Recorded data
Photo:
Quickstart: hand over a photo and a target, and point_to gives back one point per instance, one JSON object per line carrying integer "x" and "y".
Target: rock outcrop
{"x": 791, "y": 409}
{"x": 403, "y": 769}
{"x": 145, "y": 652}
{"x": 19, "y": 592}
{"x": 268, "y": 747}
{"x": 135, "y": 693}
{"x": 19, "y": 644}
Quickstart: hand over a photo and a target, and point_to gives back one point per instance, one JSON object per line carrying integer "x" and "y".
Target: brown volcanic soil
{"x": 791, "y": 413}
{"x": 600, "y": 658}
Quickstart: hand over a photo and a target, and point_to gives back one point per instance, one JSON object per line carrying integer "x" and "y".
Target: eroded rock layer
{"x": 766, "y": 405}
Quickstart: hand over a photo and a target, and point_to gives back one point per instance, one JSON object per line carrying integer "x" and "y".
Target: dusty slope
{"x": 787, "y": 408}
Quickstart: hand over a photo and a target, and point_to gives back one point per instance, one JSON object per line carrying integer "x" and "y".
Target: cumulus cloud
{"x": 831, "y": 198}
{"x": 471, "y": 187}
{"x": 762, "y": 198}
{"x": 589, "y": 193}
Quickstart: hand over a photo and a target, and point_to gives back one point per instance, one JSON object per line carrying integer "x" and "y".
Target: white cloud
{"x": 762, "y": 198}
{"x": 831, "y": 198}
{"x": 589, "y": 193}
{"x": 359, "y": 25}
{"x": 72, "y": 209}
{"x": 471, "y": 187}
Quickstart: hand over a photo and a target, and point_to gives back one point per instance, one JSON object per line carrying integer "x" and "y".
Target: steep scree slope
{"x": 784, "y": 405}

What the exercise asks: Copy each entry above exactly, character for character.

Task result:
Photo:
Quickstart: hand over a photo and a target, and point_to gives back one point per instance, one JSON object per line carrying integer "x" and "y".
Target: rock outcrop
{"x": 791, "y": 409}
{"x": 403, "y": 769}
{"x": 145, "y": 652}
{"x": 19, "y": 592}
{"x": 268, "y": 747}
{"x": 135, "y": 693}
{"x": 19, "y": 644}
Quickstart: hand over a photo and a target, and point_to gives back one point per instance, one JSON object per line carrying integer "x" and "y".
Target: brown volcanic soil
{"x": 791, "y": 413}
{"x": 600, "y": 658}
Quickstart: hand over a photo and a target, and point_to gives back one point per instance, one JSON object per line carrying integer "x" and "y".
Target: eroded rock layer
{"x": 766, "y": 405}
Quickstart: hand over a photo and a target, and point_to gives back one point per instance, one JSON object per line carrying integer "x" and "y".
Target: dusty slope
{"x": 787, "y": 408}
Quickstart: hand over a photo and a target, and point_to gives back one point per instance, one JSON object per line carrying integer "x" and "y".
Target: cumulus cloud
{"x": 831, "y": 198}
{"x": 471, "y": 187}
{"x": 762, "y": 198}
{"x": 589, "y": 193}
Quickstart: hand over a photo and a target, and point_to gives back one point per instance, one JSON object per line carrying integer "x" and "y".
Target: white cloud
{"x": 762, "y": 198}
{"x": 831, "y": 198}
{"x": 589, "y": 193}
{"x": 359, "y": 25}
{"x": 72, "y": 209}
{"x": 471, "y": 187}
Quickstart: hand over a photo and a target, and point_to gives back one point per instance, one JSON object per line carrying integer "x" and "y".
Target: steep scree slope
{"x": 784, "y": 405}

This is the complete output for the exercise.